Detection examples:

+ + + +

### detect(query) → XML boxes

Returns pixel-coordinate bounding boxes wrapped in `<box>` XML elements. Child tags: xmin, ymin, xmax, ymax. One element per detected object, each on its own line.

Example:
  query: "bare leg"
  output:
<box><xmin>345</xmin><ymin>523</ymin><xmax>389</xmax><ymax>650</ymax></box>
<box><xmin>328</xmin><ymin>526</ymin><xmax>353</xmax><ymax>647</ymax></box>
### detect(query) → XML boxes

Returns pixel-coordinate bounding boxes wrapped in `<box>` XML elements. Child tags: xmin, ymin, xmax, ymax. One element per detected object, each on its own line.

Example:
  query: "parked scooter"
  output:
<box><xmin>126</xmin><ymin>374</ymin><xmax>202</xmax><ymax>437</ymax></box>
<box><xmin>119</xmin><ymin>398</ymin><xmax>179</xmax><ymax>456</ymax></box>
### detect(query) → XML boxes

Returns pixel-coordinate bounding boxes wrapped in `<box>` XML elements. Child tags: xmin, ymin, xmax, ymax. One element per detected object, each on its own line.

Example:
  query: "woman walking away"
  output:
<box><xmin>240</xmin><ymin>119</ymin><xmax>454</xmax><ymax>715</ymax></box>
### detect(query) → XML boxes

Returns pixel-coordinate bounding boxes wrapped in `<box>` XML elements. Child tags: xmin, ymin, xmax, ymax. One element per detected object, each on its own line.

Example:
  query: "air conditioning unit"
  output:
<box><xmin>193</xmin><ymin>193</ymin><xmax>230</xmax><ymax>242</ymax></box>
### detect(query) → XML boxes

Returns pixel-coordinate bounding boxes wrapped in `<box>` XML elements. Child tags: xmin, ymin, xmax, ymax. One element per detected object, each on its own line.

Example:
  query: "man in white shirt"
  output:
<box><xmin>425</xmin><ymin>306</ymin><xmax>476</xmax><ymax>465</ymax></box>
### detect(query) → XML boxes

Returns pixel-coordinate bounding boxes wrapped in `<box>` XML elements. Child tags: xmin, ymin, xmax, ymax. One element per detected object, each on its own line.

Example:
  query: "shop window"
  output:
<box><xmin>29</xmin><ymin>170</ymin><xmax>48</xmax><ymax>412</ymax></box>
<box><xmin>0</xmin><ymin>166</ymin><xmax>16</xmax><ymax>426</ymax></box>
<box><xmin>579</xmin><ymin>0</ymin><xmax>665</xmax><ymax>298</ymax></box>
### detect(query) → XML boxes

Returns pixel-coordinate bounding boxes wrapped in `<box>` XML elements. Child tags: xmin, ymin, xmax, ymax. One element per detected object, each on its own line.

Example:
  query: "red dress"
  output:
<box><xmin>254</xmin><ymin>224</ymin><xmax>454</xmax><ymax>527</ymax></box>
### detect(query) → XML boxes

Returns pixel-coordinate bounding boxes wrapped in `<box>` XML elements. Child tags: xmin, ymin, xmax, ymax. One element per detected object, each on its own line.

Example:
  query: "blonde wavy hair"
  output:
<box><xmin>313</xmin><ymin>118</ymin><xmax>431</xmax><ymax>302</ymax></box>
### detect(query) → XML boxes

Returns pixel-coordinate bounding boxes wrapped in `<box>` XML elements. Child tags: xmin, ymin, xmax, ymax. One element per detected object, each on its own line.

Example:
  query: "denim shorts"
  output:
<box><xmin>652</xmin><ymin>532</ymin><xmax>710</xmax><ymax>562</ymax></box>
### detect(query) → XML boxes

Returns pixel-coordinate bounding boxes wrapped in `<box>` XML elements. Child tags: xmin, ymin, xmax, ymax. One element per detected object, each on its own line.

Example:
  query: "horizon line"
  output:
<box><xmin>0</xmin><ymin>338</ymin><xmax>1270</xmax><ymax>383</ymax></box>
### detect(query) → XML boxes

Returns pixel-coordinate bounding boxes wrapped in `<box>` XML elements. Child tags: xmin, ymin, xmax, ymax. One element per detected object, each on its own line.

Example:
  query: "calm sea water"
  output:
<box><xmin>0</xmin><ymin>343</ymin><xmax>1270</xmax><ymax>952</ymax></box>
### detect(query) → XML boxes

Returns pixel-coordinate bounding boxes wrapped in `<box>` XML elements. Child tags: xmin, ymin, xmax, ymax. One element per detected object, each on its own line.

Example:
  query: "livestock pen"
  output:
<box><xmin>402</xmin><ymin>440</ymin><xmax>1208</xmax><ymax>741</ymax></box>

+ + + +

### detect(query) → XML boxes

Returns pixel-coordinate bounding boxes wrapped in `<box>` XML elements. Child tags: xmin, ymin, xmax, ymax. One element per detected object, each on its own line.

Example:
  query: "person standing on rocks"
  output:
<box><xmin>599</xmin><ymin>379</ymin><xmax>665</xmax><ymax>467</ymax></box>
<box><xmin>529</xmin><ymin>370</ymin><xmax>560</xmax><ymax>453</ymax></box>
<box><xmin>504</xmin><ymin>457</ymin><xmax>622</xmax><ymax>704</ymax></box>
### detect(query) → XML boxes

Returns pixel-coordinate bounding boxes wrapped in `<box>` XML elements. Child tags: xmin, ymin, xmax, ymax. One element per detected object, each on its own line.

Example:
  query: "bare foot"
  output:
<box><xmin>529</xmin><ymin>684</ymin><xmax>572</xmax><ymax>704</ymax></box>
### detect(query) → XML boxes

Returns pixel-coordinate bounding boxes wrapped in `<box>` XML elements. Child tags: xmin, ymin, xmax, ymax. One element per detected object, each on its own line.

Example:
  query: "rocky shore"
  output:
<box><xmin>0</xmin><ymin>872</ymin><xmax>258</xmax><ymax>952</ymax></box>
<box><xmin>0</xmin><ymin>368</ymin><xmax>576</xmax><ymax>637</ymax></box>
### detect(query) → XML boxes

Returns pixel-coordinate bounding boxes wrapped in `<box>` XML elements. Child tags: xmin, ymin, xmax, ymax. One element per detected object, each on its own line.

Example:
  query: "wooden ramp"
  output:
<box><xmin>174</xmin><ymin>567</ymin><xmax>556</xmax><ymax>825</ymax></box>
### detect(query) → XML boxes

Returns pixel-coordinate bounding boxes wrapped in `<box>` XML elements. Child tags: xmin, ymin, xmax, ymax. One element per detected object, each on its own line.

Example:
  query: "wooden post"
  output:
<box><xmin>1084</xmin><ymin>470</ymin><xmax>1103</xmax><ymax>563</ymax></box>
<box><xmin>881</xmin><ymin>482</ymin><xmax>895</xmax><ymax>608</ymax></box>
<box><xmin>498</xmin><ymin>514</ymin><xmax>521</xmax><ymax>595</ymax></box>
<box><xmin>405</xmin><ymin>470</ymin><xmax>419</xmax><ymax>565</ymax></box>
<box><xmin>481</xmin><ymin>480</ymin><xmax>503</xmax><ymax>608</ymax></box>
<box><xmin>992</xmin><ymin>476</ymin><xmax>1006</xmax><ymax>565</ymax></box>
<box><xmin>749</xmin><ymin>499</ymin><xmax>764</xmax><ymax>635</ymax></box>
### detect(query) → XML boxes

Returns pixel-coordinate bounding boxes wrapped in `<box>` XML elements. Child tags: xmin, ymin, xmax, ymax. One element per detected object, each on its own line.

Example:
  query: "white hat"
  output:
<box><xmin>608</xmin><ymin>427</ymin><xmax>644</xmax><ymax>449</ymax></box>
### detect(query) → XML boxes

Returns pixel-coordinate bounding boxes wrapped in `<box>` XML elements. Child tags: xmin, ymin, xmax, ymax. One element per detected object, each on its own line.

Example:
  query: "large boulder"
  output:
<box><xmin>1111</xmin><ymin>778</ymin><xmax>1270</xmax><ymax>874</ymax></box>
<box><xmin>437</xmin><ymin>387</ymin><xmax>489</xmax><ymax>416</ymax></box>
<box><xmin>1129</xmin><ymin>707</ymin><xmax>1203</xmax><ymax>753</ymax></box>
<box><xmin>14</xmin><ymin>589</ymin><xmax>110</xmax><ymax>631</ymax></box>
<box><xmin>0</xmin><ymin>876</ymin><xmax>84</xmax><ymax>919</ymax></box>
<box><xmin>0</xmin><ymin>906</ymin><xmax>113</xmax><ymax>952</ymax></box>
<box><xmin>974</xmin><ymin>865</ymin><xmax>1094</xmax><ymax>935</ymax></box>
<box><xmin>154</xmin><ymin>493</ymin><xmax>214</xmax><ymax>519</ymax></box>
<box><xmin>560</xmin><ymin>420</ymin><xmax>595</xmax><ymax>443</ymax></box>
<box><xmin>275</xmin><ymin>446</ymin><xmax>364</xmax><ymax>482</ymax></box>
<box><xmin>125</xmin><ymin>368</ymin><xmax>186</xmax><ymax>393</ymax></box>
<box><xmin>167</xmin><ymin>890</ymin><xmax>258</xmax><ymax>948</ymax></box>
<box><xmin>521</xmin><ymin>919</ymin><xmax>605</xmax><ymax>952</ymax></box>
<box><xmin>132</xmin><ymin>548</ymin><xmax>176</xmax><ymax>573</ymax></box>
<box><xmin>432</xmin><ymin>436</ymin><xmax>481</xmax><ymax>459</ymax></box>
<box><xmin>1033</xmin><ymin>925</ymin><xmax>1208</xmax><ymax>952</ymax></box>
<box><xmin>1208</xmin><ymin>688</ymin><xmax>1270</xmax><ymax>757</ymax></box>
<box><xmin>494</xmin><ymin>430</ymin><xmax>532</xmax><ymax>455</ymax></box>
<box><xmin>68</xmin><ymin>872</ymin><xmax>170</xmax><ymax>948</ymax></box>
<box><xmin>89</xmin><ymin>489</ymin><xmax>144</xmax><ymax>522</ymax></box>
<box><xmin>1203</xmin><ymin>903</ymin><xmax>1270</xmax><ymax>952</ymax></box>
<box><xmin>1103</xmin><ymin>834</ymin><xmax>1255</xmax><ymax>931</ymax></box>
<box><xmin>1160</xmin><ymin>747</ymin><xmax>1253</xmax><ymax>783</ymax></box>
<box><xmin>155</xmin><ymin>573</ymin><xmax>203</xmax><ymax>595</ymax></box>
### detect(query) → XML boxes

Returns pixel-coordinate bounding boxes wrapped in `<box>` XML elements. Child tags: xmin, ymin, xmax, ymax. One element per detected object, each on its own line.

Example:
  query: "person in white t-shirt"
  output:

+ + + +

**WHAT IS NEEDED**. Report how many lines of the material above contain the string "white", giving only the number.

**THE OUTPUT**. 3